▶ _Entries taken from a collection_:
Start of Block
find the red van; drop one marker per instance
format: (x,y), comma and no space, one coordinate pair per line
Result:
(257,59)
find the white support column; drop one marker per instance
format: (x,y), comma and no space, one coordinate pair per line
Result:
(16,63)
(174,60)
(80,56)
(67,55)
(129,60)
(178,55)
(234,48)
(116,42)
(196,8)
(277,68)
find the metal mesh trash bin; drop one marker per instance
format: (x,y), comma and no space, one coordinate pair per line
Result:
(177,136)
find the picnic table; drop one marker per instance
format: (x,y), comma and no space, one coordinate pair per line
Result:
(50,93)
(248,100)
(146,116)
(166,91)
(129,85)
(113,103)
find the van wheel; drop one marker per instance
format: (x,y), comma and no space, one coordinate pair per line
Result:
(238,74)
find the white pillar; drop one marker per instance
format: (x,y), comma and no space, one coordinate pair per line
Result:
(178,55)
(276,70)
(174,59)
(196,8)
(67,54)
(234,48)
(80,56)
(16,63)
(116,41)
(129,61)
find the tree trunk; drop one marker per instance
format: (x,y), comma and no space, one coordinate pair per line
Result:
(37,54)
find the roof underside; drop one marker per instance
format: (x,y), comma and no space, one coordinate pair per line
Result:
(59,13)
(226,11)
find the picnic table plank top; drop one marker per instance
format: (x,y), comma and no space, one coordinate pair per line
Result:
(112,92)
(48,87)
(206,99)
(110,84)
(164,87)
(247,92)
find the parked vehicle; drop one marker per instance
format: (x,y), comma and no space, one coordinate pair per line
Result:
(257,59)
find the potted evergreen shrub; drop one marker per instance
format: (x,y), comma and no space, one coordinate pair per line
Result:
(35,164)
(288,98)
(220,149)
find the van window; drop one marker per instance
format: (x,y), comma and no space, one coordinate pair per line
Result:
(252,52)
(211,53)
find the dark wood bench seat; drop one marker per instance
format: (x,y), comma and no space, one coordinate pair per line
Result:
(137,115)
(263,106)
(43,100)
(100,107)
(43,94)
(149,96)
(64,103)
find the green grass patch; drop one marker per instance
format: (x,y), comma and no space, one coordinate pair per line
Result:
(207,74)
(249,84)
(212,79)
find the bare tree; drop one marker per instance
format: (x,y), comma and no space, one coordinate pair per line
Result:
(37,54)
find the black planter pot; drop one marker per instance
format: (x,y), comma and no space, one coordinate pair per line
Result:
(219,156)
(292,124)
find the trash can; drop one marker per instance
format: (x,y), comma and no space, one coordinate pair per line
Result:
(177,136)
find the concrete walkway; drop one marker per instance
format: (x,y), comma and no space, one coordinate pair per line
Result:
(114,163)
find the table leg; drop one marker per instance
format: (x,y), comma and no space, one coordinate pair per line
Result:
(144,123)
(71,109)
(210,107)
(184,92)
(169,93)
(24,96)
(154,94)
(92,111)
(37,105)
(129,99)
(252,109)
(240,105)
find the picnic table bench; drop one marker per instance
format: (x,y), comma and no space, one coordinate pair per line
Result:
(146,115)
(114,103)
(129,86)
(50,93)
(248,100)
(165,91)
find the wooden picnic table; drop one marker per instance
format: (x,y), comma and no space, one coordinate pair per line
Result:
End of Block
▶ _Instructions for the task_: All the lines above need to be printed again, exactly.

▶ _Response to this task_:
find the red van; drop one marker per instance
format: (x,y), comma and no space, one coordinate pair per line
Result:
(257,59)
find the white support column; drop one marker per instance
format: (x,y), comma and no space, one coordinate pair per line
Result:
(16,63)
(174,60)
(80,56)
(67,55)
(129,60)
(178,55)
(234,48)
(116,42)
(196,8)
(277,68)
find the metal mesh trash bin; drop one marker per instance
format: (x,y), comma and no space, one coordinate pair per line
Result:
(177,136)
find the picnic table; drop one marker per instance
format: (x,y), comma and no space, one coordinate pair per line
Result:
(50,93)
(248,100)
(146,116)
(166,91)
(129,85)
(113,103)
find the van wheel; drop one marker per instance
format: (x,y), comma and no space, one coordinate pair per line
Result:
(238,74)
find the white pillar; drop one marker per instance
format: (x,y), comma and no space, one coordinate pair per line
Result:
(178,55)
(276,70)
(174,59)
(196,8)
(67,54)
(234,48)
(80,56)
(16,63)
(116,41)
(129,61)
find the tree trunk; drop one marker per instance
format: (x,y), comma and no space, one coordinate pair per line
Result:
(37,54)
find the roof underside; drop one marker per instance
format: (x,y), comma and no space, one coordinate pair per line
Result:
(59,13)
(226,11)
find the picnic table plank top; drop one marker per instance
format: (x,y), comma and no space, one coordinate pair per line
Result:
(112,92)
(48,87)
(206,99)
(110,84)
(164,87)
(247,92)
find the parked vehicle; drop one marker per instance
format: (x,y), comma and no space, one coordinate pair per line
Result:
(257,59)
find the potted evergreen shrub; drop one marker per instance
format: (x,y), comma and no space, one coordinate pair per line
Result:
(35,164)
(288,98)
(220,149)
find the van window; drop one marker per instance
format: (x,y), comma and no space, one coordinate pair per line
Result:
(252,52)
(211,53)
find the dark wood bench seat; drop one marker per instance
format: (x,y), comma and no space, one coordinate pair per line
Result:
(137,115)
(263,106)
(43,100)
(100,107)
(43,94)
(149,96)
(64,103)
find the green grass patch; drop one marker per instance
format: (x,y), comma and no space, one coordinate pair per line
Result:
(207,74)
(249,84)
(212,79)
find the bare tree; drop one marker per instance
format: (x,y), comma and no space, one coordinate pair per line
Result:
(37,54)
find the black planter pot; drop one marker per instance
format: (x,y), comma and no space, one coordinate pair per line
Result:
(219,156)
(292,124)
find the trash can; drop one marker per instance
format: (x,y), comma and no space, one coordinate pair per line
Result:
(177,136)
find the concrete walkway; drop one marker per instance
format: (x,y), comma and no space, one coordinate pair per line
Result:
(114,163)
find the table leg; drop one marker per instance
format: (x,y), comma and no space, one coordinate pair per line
Result:
(144,123)
(71,109)
(210,107)
(184,92)
(169,93)
(24,96)
(154,94)
(92,111)
(37,105)
(129,99)
(252,109)
(240,105)
find the picnic table bench; drop one marker per instance
format: (x,y), comma and no space, one coordinate pair per line
Result:
(146,115)
(114,103)
(129,86)
(50,93)
(248,100)
(165,91)
find the wooden picnic table; drop one marker per instance
format: (x,y), comma and no space, one coordinate pair per line
Result:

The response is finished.